### Instructions for the task
Please format the items below as a numbered list, leaving out any blank lines.

==== Extracted entries

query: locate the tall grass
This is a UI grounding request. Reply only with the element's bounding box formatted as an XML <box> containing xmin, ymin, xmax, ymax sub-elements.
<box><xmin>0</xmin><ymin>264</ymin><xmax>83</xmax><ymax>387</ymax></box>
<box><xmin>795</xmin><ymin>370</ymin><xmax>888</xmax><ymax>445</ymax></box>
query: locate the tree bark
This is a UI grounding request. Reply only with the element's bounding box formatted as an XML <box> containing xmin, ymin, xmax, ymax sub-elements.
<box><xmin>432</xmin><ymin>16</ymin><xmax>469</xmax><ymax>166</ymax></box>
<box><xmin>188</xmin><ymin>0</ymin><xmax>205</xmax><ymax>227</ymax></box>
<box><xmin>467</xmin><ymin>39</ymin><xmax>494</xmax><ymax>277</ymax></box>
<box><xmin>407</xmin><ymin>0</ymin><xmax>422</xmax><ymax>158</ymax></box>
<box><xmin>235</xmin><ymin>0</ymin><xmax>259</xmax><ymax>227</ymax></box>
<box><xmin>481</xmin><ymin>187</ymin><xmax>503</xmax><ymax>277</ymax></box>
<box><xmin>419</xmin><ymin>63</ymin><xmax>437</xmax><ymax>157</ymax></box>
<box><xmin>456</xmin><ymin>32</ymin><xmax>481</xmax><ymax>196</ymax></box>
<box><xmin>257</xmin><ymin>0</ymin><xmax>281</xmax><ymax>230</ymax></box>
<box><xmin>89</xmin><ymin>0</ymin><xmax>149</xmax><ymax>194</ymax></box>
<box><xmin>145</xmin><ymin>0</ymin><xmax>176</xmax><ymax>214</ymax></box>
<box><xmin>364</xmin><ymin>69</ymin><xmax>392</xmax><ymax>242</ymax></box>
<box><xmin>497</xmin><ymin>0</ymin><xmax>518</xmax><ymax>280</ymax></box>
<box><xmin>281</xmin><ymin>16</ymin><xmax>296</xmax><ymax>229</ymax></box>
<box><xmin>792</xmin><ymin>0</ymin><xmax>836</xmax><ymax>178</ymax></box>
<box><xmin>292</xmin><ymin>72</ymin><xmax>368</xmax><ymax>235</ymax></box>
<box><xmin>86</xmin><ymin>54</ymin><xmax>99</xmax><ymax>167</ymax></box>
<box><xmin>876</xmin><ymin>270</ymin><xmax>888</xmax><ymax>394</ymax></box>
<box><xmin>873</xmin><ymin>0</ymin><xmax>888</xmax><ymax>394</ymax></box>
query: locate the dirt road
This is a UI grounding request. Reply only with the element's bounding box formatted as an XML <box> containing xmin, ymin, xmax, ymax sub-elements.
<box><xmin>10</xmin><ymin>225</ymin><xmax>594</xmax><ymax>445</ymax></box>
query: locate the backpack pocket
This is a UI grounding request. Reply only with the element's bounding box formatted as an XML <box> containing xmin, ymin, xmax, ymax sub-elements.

========

### Output of the exercise
1. query: locate the tall grass
2. This is a UI grounding request. Reply only with the element's bounding box formatted as an XML <box> containing xmin, ymin, xmax, ymax sub-elements.
3. <box><xmin>0</xmin><ymin>264</ymin><xmax>83</xmax><ymax>387</ymax></box>
4. <box><xmin>795</xmin><ymin>370</ymin><xmax>888</xmax><ymax>445</ymax></box>
5. query: locate the tree bark
6. This is a UI grounding request. Reply only with the element's bounding box formatted as an XML <box> containing xmin, ymin, xmax, ymax sub-elements.
7. <box><xmin>432</xmin><ymin>16</ymin><xmax>469</xmax><ymax>166</ymax></box>
8. <box><xmin>188</xmin><ymin>0</ymin><xmax>205</xmax><ymax>227</ymax></box>
9. <box><xmin>467</xmin><ymin>39</ymin><xmax>494</xmax><ymax>277</ymax></box>
10. <box><xmin>407</xmin><ymin>0</ymin><xmax>422</xmax><ymax>158</ymax></box>
11. <box><xmin>235</xmin><ymin>0</ymin><xmax>259</xmax><ymax>227</ymax></box>
12. <box><xmin>481</xmin><ymin>187</ymin><xmax>503</xmax><ymax>277</ymax></box>
13. <box><xmin>419</xmin><ymin>63</ymin><xmax>437</xmax><ymax>157</ymax></box>
14. <box><xmin>456</xmin><ymin>32</ymin><xmax>481</xmax><ymax>196</ymax></box>
15. <box><xmin>257</xmin><ymin>0</ymin><xmax>281</xmax><ymax>230</ymax></box>
16. <box><xmin>89</xmin><ymin>0</ymin><xmax>149</xmax><ymax>194</ymax></box>
17. <box><xmin>145</xmin><ymin>0</ymin><xmax>176</xmax><ymax>214</ymax></box>
18. <box><xmin>364</xmin><ymin>69</ymin><xmax>392</xmax><ymax>242</ymax></box>
19. <box><xmin>497</xmin><ymin>0</ymin><xmax>518</xmax><ymax>280</ymax></box>
20. <box><xmin>281</xmin><ymin>16</ymin><xmax>296</xmax><ymax>229</ymax></box>
21. <box><xmin>792</xmin><ymin>0</ymin><xmax>836</xmax><ymax>178</ymax></box>
22. <box><xmin>292</xmin><ymin>72</ymin><xmax>368</xmax><ymax>235</ymax></box>
23. <box><xmin>86</xmin><ymin>54</ymin><xmax>99</xmax><ymax>167</ymax></box>
24. <box><xmin>876</xmin><ymin>270</ymin><xmax>888</xmax><ymax>394</ymax></box>
25. <box><xmin>873</xmin><ymin>0</ymin><xmax>888</xmax><ymax>394</ymax></box>
26. query: locate the dirt road
27. This is a UI grounding request. Reply only with the element's bounding box formatted as an XML <box> containing xmin, ymin, xmax, ymax sub-elements.
28. <box><xmin>10</xmin><ymin>225</ymin><xmax>594</xmax><ymax>445</ymax></box>
29. query: locate the backpack pocket
30. This is a UI grounding request. Reply only with the element's bounding box formatted as an XML <box> containing xmin, ymin, xmax, ymax sub-elements.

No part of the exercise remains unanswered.